*Work order*
Whenever a line in the data holds the string "below", copy that line.

Segment Start: Material for this exercise

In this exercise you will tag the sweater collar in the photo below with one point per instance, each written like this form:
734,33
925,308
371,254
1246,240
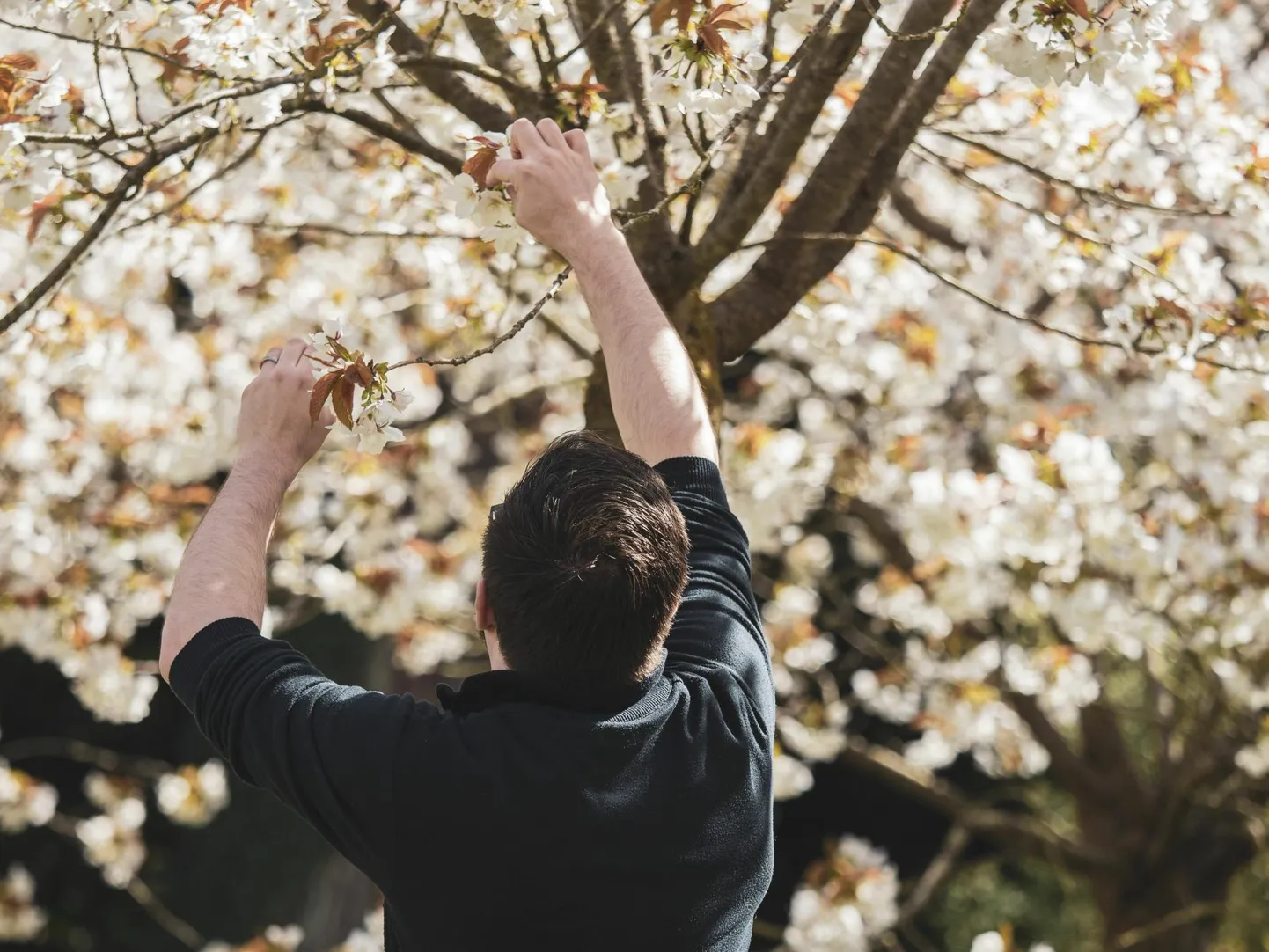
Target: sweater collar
480,692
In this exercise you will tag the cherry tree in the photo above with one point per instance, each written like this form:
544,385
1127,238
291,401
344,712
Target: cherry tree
976,291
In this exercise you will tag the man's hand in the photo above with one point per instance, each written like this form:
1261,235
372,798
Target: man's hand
554,189
223,574
657,396
275,432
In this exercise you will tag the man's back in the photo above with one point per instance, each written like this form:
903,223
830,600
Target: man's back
518,817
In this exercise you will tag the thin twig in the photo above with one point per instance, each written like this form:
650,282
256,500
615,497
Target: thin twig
1053,221
502,338
100,85
118,48
175,926
697,177
913,37
935,875
329,229
1182,917
590,32
83,753
1085,191
238,163
473,69
128,184
147,129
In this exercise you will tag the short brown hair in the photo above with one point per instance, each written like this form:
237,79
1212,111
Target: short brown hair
585,562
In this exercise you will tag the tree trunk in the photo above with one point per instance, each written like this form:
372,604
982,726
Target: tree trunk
1177,903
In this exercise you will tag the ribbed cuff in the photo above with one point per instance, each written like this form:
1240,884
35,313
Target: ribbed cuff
201,650
695,475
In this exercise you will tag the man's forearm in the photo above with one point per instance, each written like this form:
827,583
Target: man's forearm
657,398
223,573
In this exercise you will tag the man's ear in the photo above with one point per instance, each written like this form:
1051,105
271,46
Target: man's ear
484,613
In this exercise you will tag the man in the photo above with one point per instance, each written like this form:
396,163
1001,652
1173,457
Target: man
608,785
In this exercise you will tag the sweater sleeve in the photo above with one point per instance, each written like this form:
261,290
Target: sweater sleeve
324,749
717,622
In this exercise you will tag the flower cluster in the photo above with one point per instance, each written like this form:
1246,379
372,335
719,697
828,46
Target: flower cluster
275,938
25,802
112,839
193,795
847,900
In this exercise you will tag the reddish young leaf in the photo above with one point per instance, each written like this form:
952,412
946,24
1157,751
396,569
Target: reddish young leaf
19,61
714,40
40,209
479,165
321,392
341,400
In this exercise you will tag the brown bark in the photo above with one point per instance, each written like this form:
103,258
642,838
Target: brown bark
847,201
444,84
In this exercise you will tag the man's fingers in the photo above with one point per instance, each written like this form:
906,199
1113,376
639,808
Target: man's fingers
270,359
551,134
524,138
576,140
504,172
292,353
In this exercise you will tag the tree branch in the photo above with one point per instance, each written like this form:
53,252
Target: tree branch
843,188
497,54
1067,767
1193,912
502,338
906,209
407,138
767,157
127,187
83,753
1031,316
117,48
935,876
1082,191
514,89
441,82
1008,829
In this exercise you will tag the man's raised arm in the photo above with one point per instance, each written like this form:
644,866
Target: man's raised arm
657,396
660,410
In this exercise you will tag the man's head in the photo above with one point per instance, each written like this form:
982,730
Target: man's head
584,565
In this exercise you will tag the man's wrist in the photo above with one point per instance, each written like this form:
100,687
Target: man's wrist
263,479
599,249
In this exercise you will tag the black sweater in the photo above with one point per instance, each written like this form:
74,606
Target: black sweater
510,817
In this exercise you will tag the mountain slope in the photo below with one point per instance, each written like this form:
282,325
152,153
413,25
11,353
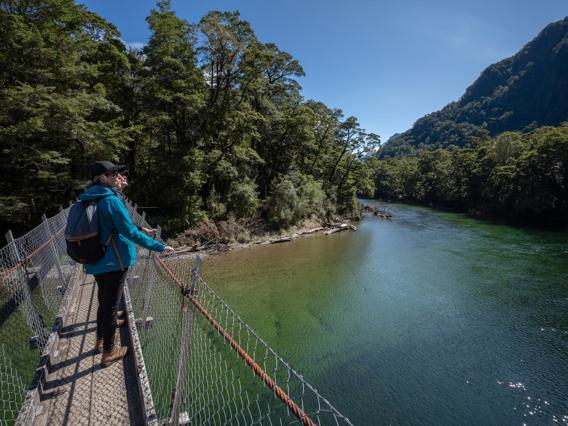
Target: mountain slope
525,91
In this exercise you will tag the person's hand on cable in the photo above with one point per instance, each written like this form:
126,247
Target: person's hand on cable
151,232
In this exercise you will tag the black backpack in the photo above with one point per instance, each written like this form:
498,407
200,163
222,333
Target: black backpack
82,233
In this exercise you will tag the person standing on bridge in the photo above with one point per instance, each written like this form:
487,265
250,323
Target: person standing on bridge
110,271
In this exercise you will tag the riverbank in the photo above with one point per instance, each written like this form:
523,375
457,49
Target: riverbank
213,238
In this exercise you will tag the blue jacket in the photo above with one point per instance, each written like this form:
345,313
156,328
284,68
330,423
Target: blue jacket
113,215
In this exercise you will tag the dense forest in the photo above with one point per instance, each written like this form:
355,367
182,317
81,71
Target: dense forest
209,120
520,93
522,178
501,151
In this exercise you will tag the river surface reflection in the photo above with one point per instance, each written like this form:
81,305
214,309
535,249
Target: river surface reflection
431,318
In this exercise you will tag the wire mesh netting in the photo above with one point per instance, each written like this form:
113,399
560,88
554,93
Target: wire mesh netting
12,390
35,273
204,364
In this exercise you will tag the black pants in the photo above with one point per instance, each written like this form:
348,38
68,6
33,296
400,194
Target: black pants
110,285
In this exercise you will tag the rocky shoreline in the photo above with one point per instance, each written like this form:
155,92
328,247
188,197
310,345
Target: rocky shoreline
259,239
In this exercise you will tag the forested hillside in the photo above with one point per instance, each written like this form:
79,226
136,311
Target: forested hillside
520,93
209,119
522,178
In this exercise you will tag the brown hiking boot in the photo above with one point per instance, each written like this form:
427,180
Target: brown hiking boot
99,345
116,354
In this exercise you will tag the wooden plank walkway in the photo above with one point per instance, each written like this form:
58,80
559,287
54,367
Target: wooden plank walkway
77,391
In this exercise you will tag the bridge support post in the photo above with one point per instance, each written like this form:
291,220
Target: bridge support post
55,255
188,311
21,293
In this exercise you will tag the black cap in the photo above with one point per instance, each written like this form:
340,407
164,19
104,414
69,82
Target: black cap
102,167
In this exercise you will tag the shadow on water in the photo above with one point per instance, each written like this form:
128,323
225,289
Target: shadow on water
432,317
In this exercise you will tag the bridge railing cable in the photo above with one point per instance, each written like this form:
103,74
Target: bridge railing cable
35,276
221,371
203,363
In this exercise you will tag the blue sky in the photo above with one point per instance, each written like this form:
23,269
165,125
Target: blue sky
386,62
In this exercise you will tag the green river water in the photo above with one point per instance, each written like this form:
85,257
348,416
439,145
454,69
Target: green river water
431,318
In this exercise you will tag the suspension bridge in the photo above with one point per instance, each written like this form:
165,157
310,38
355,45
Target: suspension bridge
192,359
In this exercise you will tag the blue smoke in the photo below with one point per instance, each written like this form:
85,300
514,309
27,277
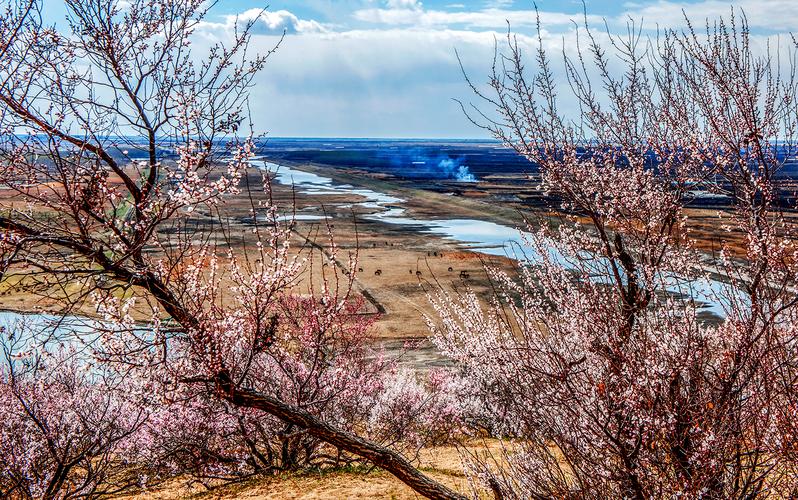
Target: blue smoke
418,164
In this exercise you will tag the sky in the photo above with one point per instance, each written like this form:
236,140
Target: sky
387,68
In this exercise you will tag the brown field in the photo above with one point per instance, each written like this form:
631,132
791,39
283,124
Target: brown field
398,265
441,463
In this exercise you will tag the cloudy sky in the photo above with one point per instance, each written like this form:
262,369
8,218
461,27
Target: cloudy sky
387,68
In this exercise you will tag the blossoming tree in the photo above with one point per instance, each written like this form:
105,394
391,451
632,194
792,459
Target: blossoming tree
595,361
119,147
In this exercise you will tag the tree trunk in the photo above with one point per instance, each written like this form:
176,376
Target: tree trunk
381,456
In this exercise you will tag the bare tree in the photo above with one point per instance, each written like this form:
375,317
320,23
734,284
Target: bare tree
114,145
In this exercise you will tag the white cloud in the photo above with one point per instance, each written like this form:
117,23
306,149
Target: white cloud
487,18
268,23
403,4
775,15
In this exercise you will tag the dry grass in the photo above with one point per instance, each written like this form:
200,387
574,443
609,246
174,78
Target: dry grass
441,463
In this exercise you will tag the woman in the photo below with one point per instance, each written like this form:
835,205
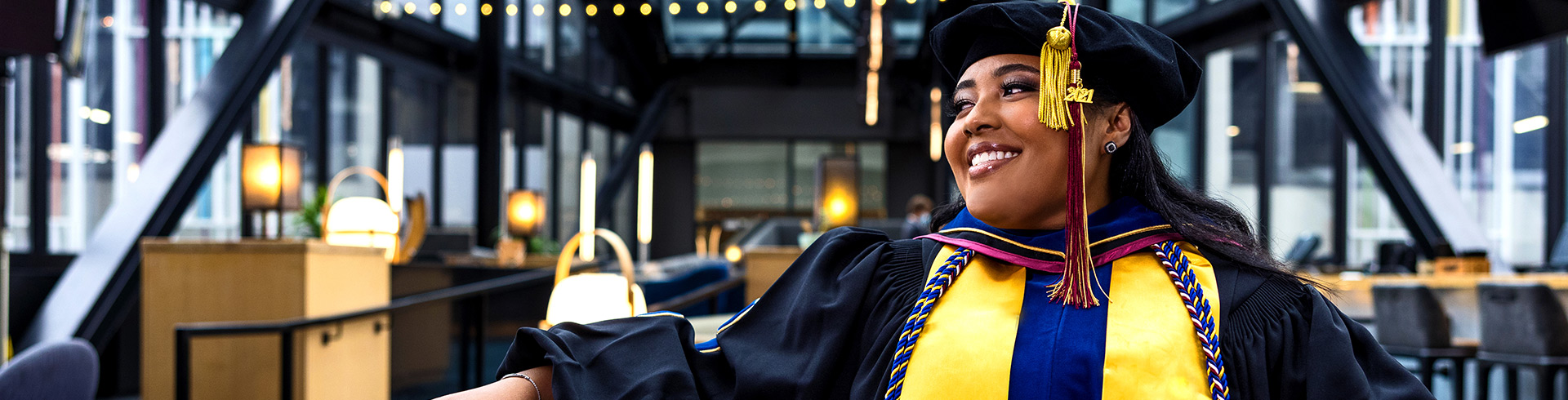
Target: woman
1075,267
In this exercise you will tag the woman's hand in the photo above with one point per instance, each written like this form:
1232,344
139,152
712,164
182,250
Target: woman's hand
510,388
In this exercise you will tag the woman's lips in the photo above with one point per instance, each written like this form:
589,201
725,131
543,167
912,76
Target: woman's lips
985,163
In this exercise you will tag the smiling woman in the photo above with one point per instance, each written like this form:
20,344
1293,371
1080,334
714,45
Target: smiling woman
1075,267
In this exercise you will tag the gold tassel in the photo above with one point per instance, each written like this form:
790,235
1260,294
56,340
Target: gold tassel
1054,60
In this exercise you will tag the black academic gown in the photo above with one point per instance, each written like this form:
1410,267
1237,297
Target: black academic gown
828,327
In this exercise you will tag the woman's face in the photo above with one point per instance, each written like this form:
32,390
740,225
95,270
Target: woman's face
1010,168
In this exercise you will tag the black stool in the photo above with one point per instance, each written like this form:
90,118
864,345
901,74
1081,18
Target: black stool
1410,322
1521,325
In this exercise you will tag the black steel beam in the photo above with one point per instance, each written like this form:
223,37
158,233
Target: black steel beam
39,124
102,280
491,121
1556,144
1437,64
1399,154
157,69
625,163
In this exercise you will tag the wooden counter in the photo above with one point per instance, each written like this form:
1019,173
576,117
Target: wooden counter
764,265
264,280
1457,294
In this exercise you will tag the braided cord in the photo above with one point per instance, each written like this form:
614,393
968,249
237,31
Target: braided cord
922,308
1176,265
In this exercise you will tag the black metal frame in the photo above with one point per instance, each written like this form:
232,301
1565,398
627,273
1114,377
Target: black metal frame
1556,144
99,289
470,299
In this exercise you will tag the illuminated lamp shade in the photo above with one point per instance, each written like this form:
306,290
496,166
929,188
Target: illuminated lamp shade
359,221
524,212
838,192
595,297
270,178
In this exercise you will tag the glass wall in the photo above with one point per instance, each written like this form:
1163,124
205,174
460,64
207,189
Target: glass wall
416,124
458,154
1235,124
748,180
1302,154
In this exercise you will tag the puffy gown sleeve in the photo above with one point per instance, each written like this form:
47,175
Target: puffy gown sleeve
1286,340
809,336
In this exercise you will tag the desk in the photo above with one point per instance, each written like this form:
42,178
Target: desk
1457,294
264,280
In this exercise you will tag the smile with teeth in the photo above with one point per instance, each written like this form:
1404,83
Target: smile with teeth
991,156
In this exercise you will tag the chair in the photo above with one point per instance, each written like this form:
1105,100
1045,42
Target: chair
1411,322
1394,258
60,371
1302,251
1521,327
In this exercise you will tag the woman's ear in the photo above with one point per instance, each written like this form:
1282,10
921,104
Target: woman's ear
1118,124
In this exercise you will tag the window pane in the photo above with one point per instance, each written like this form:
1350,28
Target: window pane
1128,8
568,168
1235,122
538,41
18,122
1372,217
353,118
874,178
1175,141
571,40
804,187
458,168
416,124
1169,10
468,22
739,180
1305,134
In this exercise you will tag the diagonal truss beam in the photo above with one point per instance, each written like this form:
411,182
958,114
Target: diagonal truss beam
99,289
1401,156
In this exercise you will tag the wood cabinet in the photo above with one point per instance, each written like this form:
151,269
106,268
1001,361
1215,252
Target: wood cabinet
264,280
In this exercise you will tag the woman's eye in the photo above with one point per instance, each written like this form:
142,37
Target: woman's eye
957,105
1017,88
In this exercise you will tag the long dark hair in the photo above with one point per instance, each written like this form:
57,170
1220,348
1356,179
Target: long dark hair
1137,170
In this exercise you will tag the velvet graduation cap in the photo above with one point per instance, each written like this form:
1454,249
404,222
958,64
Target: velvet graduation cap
1080,51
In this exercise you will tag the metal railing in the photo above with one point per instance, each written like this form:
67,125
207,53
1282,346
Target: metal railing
474,294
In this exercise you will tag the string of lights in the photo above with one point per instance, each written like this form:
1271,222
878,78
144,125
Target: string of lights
388,7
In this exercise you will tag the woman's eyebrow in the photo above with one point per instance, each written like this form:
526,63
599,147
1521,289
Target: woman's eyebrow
1013,68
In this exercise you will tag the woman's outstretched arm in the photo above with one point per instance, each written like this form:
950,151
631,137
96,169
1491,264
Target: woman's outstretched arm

Segment End: Material for this exercise

*Solution*
In this exercise you will tag the sweater collar in the photo below with one point per instance, each written like this form:
In this exercise you will tag the mountain slope in the photo below with one point per instance, each written like this form:
In this exercise you will tag the blue smoke in the photo below with one point per instance, each written like this form:
In this exercise you will tag the woman in the photo below with one point per instance, each written like this form:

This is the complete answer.